*** Provided entries
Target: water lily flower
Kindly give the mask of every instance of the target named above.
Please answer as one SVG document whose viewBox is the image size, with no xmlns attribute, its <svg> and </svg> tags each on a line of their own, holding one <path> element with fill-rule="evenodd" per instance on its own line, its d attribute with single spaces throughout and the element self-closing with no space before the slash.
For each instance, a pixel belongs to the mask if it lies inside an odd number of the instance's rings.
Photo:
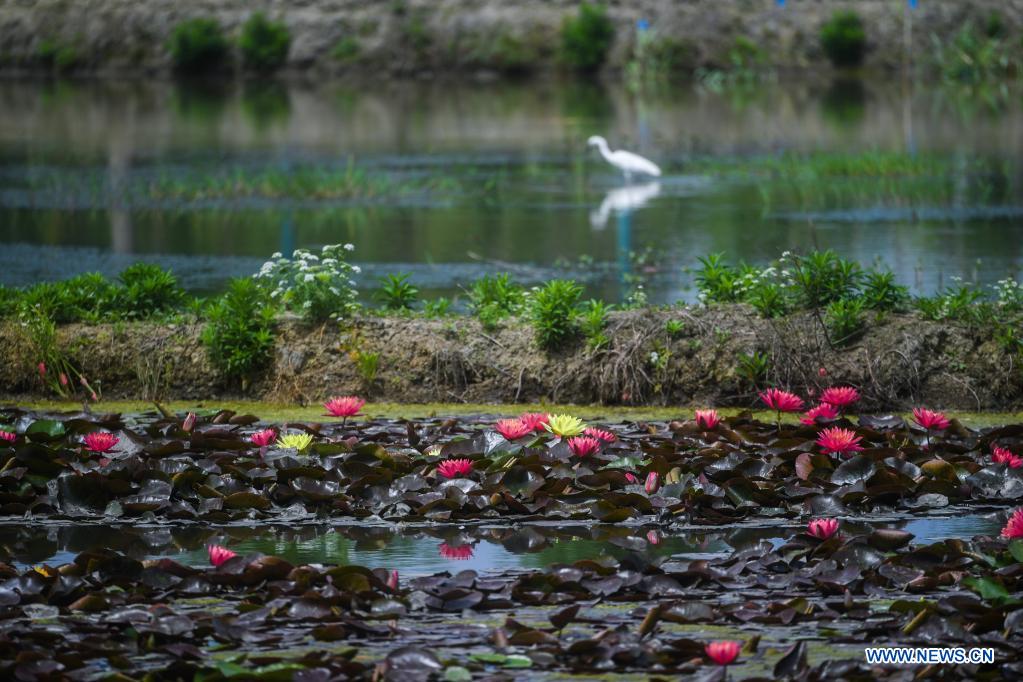
<svg viewBox="0 0 1023 682">
<path fill-rule="evenodd" d="M 494 424 L 494 428 L 504 437 L 505 441 L 517 441 L 533 433 L 533 428 L 526 425 L 522 419 L 501 419 Z"/>
<path fill-rule="evenodd" d="M 948 428 L 948 418 L 941 412 L 935 412 L 934 410 L 927 410 L 923 407 L 917 407 L 913 410 L 913 420 L 918 424 L 926 428 L 927 430 L 944 430 Z"/>
<path fill-rule="evenodd" d="M 256 431 L 255 434 L 250 436 L 249 440 L 252 441 L 252 444 L 255 445 L 256 447 L 265 448 L 271 443 L 273 443 L 274 439 L 276 438 L 277 438 L 277 431 L 273 430 L 272 428 L 264 428 L 263 430 Z"/>
<path fill-rule="evenodd" d="M 441 556 L 443 556 L 446 559 L 455 559 L 456 561 L 464 561 L 465 559 L 473 558 L 472 545 L 452 546 L 447 544 L 446 542 L 442 542 L 440 551 L 441 551 Z"/>
<path fill-rule="evenodd" d="M 714 430 L 721 423 L 721 417 L 718 416 L 717 410 L 697 410 L 696 419 L 697 425 L 708 431 Z"/>
<path fill-rule="evenodd" d="M 1017 509 L 1002 529 L 1002 537 L 1009 540 L 1023 538 L 1023 508 Z"/>
<path fill-rule="evenodd" d="M 856 436 L 855 431 L 848 428 L 832 426 L 825 428 L 817 435 L 817 445 L 825 451 L 826 455 L 849 455 L 862 450 L 859 442 L 863 439 Z"/>
<path fill-rule="evenodd" d="M 834 405 L 838 409 L 848 407 L 859 400 L 859 392 L 852 387 L 833 387 L 820 394 L 820 402 Z"/>
<path fill-rule="evenodd" d="M 455 476 L 468 476 L 473 472 L 473 460 L 471 459 L 447 459 L 437 465 L 437 472 L 445 479 Z"/>
<path fill-rule="evenodd" d="M 237 552 L 232 552 L 227 547 L 221 547 L 220 545 L 210 545 L 206 549 L 210 553 L 210 563 L 215 566 L 219 566 L 225 561 L 230 561 L 238 555 Z"/>
<path fill-rule="evenodd" d="M 341 396 L 337 398 L 331 398 L 330 400 L 323 403 L 323 407 L 326 408 L 328 417 L 342 417 L 342 424 L 348 421 L 349 417 L 354 417 L 362 409 L 362 406 L 366 404 L 366 401 L 362 400 L 358 396 Z"/>
<path fill-rule="evenodd" d="M 739 642 L 719 641 L 711 642 L 704 647 L 704 651 L 718 666 L 727 666 L 739 657 Z"/>
<path fill-rule="evenodd" d="M 114 434 L 106 431 L 86 434 L 82 440 L 85 441 L 85 447 L 92 452 L 109 452 L 121 441 Z"/>
<path fill-rule="evenodd" d="M 546 412 L 526 412 L 519 417 L 519 420 L 535 431 L 542 431 L 543 425 L 550 419 Z"/>
<path fill-rule="evenodd" d="M 838 532 L 838 520 L 834 518 L 814 518 L 806 525 L 806 532 L 814 538 L 827 540 Z"/>
<path fill-rule="evenodd" d="M 838 419 L 838 408 L 831 403 L 820 403 L 816 407 L 811 407 L 806 414 L 799 418 L 801 422 L 812 426 L 817 420 L 830 421 Z"/>
<path fill-rule="evenodd" d="M 278 448 L 293 448 L 295 450 L 305 450 L 313 443 L 313 437 L 309 434 L 285 434 L 277 440 Z"/>
<path fill-rule="evenodd" d="M 991 448 L 991 461 L 995 464 L 1007 464 L 1011 469 L 1018 469 L 1023 466 L 1023 457 L 1017 457 L 1010 450 L 993 446 Z"/>
<path fill-rule="evenodd" d="M 569 450 L 576 457 L 586 457 L 601 449 L 601 442 L 592 436 L 577 436 L 570 438 L 567 442 Z"/>
<path fill-rule="evenodd" d="M 618 437 L 611 431 L 604 428 L 596 428 L 595 426 L 587 426 L 582 434 L 583 436 L 590 436 L 605 443 L 614 443 L 618 440 Z"/>
<path fill-rule="evenodd" d="M 799 412 L 803 409 L 803 399 L 796 394 L 781 389 L 767 389 L 760 393 L 763 404 L 775 412 Z"/>
<path fill-rule="evenodd" d="M 586 424 L 579 417 L 569 414 L 551 414 L 543 427 L 559 438 L 571 438 L 581 434 Z"/>
</svg>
******
## Exercise prompt
Copy the listing in full and without alteration, omitting every picture.

## Output of the exercise
Target: water lily flower
Kindly give the mask of every instance of the target named above.
Please answer as one SVG document whose viewBox is the image size, with no xmlns attribute, its <svg> and </svg> tags each on a line of their own, holding one <path> element with fill-rule="evenodd" per instance on its own line, its d attribute with single spaces throughout and the element self-closing with no space before the slash.
For each instance, a pixel belongs to the mask if it lies inside an odd number of the instance's rings.
Photo:
<svg viewBox="0 0 1023 682">
<path fill-rule="evenodd" d="M 494 424 L 494 428 L 504 437 L 505 441 L 517 441 L 533 433 L 533 428 L 526 425 L 522 419 L 501 419 Z"/>
<path fill-rule="evenodd" d="M 948 428 L 948 418 L 941 412 L 935 412 L 934 410 L 927 410 L 923 407 L 917 407 L 913 410 L 913 420 L 918 424 L 926 428 L 927 430 L 944 430 Z"/>
<path fill-rule="evenodd" d="M 256 431 L 255 434 L 250 436 L 249 440 L 252 441 L 252 444 L 255 445 L 256 447 L 265 448 L 271 443 L 273 443 L 274 439 L 276 438 L 277 438 L 277 431 L 273 430 L 272 428 L 264 428 L 263 430 Z"/>
<path fill-rule="evenodd" d="M 441 556 L 443 556 L 446 559 L 455 559 L 456 561 L 464 561 L 465 559 L 473 558 L 472 545 L 452 546 L 447 544 L 446 542 L 442 542 L 440 551 L 441 551 Z"/>
<path fill-rule="evenodd" d="M 714 430 L 721 423 L 721 417 L 718 416 L 717 410 L 697 410 L 696 419 L 697 425 L 708 431 Z"/>
<path fill-rule="evenodd" d="M 1017 509 L 1002 529 L 1002 537 L 1009 540 L 1023 538 L 1023 508 Z"/>
<path fill-rule="evenodd" d="M 856 436 L 855 431 L 848 428 L 832 426 L 825 428 L 817 435 L 817 445 L 825 451 L 826 455 L 849 455 L 862 450 L 859 442 L 863 439 Z"/>
<path fill-rule="evenodd" d="M 834 405 L 838 409 L 848 407 L 859 400 L 859 392 L 852 387 L 833 387 L 820 394 L 820 402 Z"/>
<path fill-rule="evenodd" d="M 455 476 L 468 476 L 473 472 L 473 460 L 471 459 L 447 459 L 437 465 L 437 472 L 445 479 Z"/>
<path fill-rule="evenodd" d="M 237 552 L 232 552 L 227 547 L 221 547 L 220 545 L 210 545 L 206 549 L 210 553 L 210 563 L 215 566 L 219 566 L 225 561 L 230 561 L 238 555 Z"/>
<path fill-rule="evenodd" d="M 341 396 L 337 398 L 331 398 L 330 400 L 323 403 L 323 407 L 326 408 L 328 417 L 342 417 L 342 424 L 348 421 L 349 417 L 354 417 L 362 409 L 362 406 L 366 404 L 366 401 L 362 400 L 358 396 Z"/>
<path fill-rule="evenodd" d="M 739 642 L 719 641 L 711 642 L 704 647 L 704 651 L 718 666 L 727 666 L 739 657 Z"/>
<path fill-rule="evenodd" d="M 114 434 L 106 431 L 86 434 L 82 440 L 85 441 L 85 447 L 92 452 L 109 452 L 121 441 Z"/>
<path fill-rule="evenodd" d="M 546 412 L 526 412 L 519 417 L 519 420 L 535 431 L 542 431 L 543 425 L 550 419 Z"/>
<path fill-rule="evenodd" d="M 838 532 L 838 520 L 834 518 L 814 518 L 806 525 L 806 532 L 814 538 L 827 540 Z"/>
<path fill-rule="evenodd" d="M 838 419 L 838 408 L 831 403 L 820 403 L 816 407 L 811 407 L 806 414 L 799 418 L 801 422 L 812 426 L 817 420 L 830 421 Z"/>
<path fill-rule="evenodd" d="M 278 448 L 293 448 L 295 450 L 305 450 L 313 443 L 313 437 L 309 434 L 285 434 L 277 440 Z"/>
<path fill-rule="evenodd" d="M 991 448 L 991 461 L 995 464 L 1007 464 L 1011 469 L 1018 469 L 1023 466 L 1023 457 L 1017 457 L 1010 450 L 993 446 Z"/>
<path fill-rule="evenodd" d="M 569 450 L 576 457 L 586 457 L 601 449 L 601 442 L 592 436 L 577 436 L 570 438 L 567 442 Z"/>
<path fill-rule="evenodd" d="M 618 437 L 611 431 L 604 428 L 596 428 L 595 426 L 587 426 L 582 434 L 583 436 L 590 436 L 605 443 L 614 443 L 618 440 Z"/>
<path fill-rule="evenodd" d="M 799 412 L 803 409 L 803 399 L 796 394 L 781 389 L 767 389 L 760 393 L 763 404 L 775 412 Z"/>
<path fill-rule="evenodd" d="M 586 424 L 579 417 L 569 414 L 551 414 L 543 427 L 559 438 L 571 438 L 581 434 Z"/>
</svg>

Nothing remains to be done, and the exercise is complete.